(Excerpts from a detection dataset)
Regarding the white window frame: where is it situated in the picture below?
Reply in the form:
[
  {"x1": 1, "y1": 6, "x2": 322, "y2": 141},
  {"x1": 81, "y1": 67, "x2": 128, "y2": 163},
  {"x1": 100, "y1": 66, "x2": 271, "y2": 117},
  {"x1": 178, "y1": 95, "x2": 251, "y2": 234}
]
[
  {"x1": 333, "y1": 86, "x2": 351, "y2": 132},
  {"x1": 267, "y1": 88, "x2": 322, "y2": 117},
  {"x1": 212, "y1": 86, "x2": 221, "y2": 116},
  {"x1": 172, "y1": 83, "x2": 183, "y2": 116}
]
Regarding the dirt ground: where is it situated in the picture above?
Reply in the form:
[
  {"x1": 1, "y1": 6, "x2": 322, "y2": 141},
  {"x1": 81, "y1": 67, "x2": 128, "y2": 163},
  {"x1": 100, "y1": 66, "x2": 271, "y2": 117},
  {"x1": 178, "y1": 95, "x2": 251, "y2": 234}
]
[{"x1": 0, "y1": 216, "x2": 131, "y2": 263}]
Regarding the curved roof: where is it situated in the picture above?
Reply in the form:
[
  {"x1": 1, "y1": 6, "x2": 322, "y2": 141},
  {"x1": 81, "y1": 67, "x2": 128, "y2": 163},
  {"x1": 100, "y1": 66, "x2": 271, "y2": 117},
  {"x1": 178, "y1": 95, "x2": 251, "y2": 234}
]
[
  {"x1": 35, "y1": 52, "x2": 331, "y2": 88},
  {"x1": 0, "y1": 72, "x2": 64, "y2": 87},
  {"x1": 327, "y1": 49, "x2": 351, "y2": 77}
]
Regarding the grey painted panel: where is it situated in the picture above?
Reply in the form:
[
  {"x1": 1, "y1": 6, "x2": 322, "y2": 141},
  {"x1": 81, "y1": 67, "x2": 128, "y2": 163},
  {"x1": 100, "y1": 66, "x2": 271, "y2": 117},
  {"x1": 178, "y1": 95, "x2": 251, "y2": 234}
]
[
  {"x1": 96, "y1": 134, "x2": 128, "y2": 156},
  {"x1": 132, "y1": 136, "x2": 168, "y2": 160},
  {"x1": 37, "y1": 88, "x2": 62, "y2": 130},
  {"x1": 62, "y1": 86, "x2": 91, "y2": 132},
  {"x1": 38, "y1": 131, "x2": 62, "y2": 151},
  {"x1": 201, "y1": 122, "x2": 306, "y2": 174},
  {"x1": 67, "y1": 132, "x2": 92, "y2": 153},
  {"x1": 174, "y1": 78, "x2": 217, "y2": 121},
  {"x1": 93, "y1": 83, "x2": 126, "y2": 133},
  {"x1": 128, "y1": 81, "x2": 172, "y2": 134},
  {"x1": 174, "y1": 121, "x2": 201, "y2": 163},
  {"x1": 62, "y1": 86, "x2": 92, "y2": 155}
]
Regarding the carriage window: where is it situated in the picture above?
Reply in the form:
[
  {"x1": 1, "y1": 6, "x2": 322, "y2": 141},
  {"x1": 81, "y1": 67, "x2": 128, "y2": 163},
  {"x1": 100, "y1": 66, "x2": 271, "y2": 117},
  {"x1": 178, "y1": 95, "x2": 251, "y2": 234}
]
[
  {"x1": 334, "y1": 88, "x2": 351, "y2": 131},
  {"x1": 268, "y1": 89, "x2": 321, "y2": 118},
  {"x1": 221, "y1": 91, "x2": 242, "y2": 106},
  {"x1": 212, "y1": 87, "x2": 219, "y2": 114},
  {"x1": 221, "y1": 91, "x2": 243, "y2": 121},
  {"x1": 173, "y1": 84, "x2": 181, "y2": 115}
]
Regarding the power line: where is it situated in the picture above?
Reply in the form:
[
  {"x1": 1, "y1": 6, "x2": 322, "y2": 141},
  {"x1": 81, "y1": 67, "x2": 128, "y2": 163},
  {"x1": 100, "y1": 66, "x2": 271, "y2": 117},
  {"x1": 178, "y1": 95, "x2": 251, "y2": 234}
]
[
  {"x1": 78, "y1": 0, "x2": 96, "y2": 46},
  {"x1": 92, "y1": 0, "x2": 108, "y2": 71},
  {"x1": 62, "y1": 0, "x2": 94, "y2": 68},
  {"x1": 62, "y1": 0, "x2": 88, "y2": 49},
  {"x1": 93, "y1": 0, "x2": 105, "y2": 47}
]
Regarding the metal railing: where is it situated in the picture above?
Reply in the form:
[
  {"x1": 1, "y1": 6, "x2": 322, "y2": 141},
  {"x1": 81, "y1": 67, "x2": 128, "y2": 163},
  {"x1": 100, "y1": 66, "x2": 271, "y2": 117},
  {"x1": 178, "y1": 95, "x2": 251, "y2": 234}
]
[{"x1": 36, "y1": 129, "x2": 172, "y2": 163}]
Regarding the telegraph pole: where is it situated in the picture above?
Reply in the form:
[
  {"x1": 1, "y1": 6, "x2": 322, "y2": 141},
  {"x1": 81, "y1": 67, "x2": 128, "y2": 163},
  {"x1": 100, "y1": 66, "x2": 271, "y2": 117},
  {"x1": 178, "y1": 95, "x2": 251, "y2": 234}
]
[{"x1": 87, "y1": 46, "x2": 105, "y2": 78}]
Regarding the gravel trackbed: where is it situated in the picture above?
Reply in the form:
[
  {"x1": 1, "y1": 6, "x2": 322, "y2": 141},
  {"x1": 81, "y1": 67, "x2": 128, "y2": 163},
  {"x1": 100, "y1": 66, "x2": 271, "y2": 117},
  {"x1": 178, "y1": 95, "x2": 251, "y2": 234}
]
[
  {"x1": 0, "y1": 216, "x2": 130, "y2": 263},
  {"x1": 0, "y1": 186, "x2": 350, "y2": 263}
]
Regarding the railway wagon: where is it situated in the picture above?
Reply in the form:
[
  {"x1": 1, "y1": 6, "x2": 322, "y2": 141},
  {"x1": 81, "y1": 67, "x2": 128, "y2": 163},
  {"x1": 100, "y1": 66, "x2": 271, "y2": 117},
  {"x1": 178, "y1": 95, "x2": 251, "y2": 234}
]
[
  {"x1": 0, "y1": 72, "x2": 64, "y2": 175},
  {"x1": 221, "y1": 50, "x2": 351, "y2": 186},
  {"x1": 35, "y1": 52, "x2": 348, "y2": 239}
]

» TASK REQUIREMENTS:
Please rewrite the listing above, changing each "Reply in the form" to "Answer using this format" and leaving everything else the same.

» RESPONSE:
Regarding the white window frame: where is it situated in the picture below?
Answer using this format:
[
  {"x1": 1, "y1": 6, "x2": 322, "y2": 141},
  {"x1": 81, "y1": 67, "x2": 128, "y2": 163},
  {"x1": 100, "y1": 66, "x2": 271, "y2": 117},
  {"x1": 178, "y1": 95, "x2": 251, "y2": 234}
]
[
  {"x1": 333, "y1": 86, "x2": 351, "y2": 132},
  {"x1": 267, "y1": 88, "x2": 322, "y2": 117},
  {"x1": 212, "y1": 86, "x2": 221, "y2": 116},
  {"x1": 172, "y1": 83, "x2": 183, "y2": 116}
]
Regarding the dirt ground: where is it situated in the picture above?
Answer using this format:
[
  {"x1": 1, "y1": 6, "x2": 322, "y2": 141},
  {"x1": 81, "y1": 67, "x2": 128, "y2": 163},
  {"x1": 100, "y1": 66, "x2": 271, "y2": 117},
  {"x1": 178, "y1": 95, "x2": 251, "y2": 234}
]
[{"x1": 0, "y1": 216, "x2": 131, "y2": 263}]
Regarding the curved roof: where is it situated in the picture above?
Answer using this format:
[
  {"x1": 1, "y1": 6, "x2": 322, "y2": 141},
  {"x1": 81, "y1": 67, "x2": 128, "y2": 163},
  {"x1": 100, "y1": 66, "x2": 271, "y2": 117},
  {"x1": 178, "y1": 95, "x2": 251, "y2": 234}
]
[
  {"x1": 35, "y1": 52, "x2": 331, "y2": 88},
  {"x1": 0, "y1": 72, "x2": 64, "y2": 87},
  {"x1": 327, "y1": 49, "x2": 351, "y2": 77}
]
Regarding the grey painted panel: where is it situated in the picture above?
Answer using this format:
[
  {"x1": 1, "y1": 6, "x2": 322, "y2": 141},
  {"x1": 81, "y1": 67, "x2": 128, "y2": 163},
  {"x1": 100, "y1": 66, "x2": 271, "y2": 117},
  {"x1": 178, "y1": 95, "x2": 251, "y2": 234}
]
[
  {"x1": 96, "y1": 134, "x2": 128, "y2": 156},
  {"x1": 132, "y1": 136, "x2": 168, "y2": 160},
  {"x1": 37, "y1": 88, "x2": 62, "y2": 130},
  {"x1": 62, "y1": 86, "x2": 91, "y2": 132},
  {"x1": 38, "y1": 131, "x2": 62, "y2": 151},
  {"x1": 201, "y1": 122, "x2": 306, "y2": 174},
  {"x1": 67, "y1": 132, "x2": 92, "y2": 153},
  {"x1": 174, "y1": 78, "x2": 217, "y2": 121},
  {"x1": 93, "y1": 83, "x2": 126, "y2": 133},
  {"x1": 128, "y1": 81, "x2": 172, "y2": 134},
  {"x1": 174, "y1": 121, "x2": 201, "y2": 163},
  {"x1": 62, "y1": 86, "x2": 92, "y2": 155}
]
Regarding the carriage window: where is it situated in the picture above?
Answer using this format:
[
  {"x1": 1, "y1": 6, "x2": 322, "y2": 141},
  {"x1": 81, "y1": 67, "x2": 128, "y2": 163},
  {"x1": 100, "y1": 66, "x2": 271, "y2": 117},
  {"x1": 178, "y1": 95, "x2": 251, "y2": 234}
]
[
  {"x1": 334, "y1": 88, "x2": 351, "y2": 131},
  {"x1": 268, "y1": 89, "x2": 321, "y2": 118},
  {"x1": 221, "y1": 91, "x2": 242, "y2": 106},
  {"x1": 212, "y1": 87, "x2": 219, "y2": 114},
  {"x1": 221, "y1": 91, "x2": 243, "y2": 121},
  {"x1": 173, "y1": 84, "x2": 181, "y2": 115}
]
Regarding the power line: where is it situated in the picture above?
Answer using this format:
[
  {"x1": 1, "y1": 6, "x2": 322, "y2": 141},
  {"x1": 81, "y1": 67, "x2": 128, "y2": 163},
  {"x1": 100, "y1": 66, "x2": 271, "y2": 117},
  {"x1": 178, "y1": 95, "x2": 251, "y2": 234}
]
[
  {"x1": 78, "y1": 0, "x2": 96, "y2": 46},
  {"x1": 92, "y1": 0, "x2": 108, "y2": 71},
  {"x1": 62, "y1": 0, "x2": 94, "y2": 68},
  {"x1": 62, "y1": 0, "x2": 88, "y2": 49},
  {"x1": 93, "y1": 0, "x2": 105, "y2": 47}
]
Regarding the metal railing: where is it situated in the picture above?
Answer using this format:
[
  {"x1": 1, "y1": 6, "x2": 322, "y2": 141},
  {"x1": 81, "y1": 67, "x2": 128, "y2": 163},
  {"x1": 100, "y1": 66, "x2": 271, "y2": 117},
  {"x1": 178, "y1": 95, "x2": 251, "y2": 234}
]
[{"x1": 36, "y1": 129, "x2": 172, "y2": 163}]
Regarding the telegraph pole: where is it situated in the picture above?
Answer using this format:
[
  {"x1": 1, "y1": 6, "x2": 322, "y2": 141},
  {"x1": 81, "y1": 67, "x2": 128, "y2": 163},
  {"x1": 100, "y1": 66, "x2": 271, "y2": 117},
  {"x1": 178, "y1": 95, "x2": 251, "y2": 234}
]
[{"x1": 87, "y1": 46, "x2": 105, "y2": 78}]
Regarding the gravel trackbed: where is it situated in the picture above?
Answer using this format:
[
  {"x1": 1, "y1": 6, "x2": 322, "y2": 141},
  {"x1": 81, "y1": 67, "x2": 128, "y2": 163},
  {"x1": 100, "y1": 66, "x2": 271, "y2": 117},
  {"x1": 178, "y1": 95, "x2": 251, "y2": 234}
]
[
  {"x1": 0, "y1": 216, "x2": 130, "y2": 263},
  {"x1": 0, "y1": 186, "x2": 350, "y2": 263}
]
Regarding the railway wagon: where is it situated in the picture above?
Answer using this format:
[
  {"x1": 1, "y1": 6, "x2": 322, "y2": 141},
  {"x1": 81, "y1": 67, "x2": 128, "y2": 163},
  {"x1": 100, "y1": 66, "x2": 271, "y2": 117},
  {"x1": 178, "y1": 95, "x2": 251, "y2": 234}
]
[
  {"x1": 0, "y1": 72, "x2": 64, "y2": 175},
  {"x1": 221, "y1": 50, "x2": 351, "y2": 186},
  {"x1": 35, "y1": 52, "x2": 348, "y2": 239}
]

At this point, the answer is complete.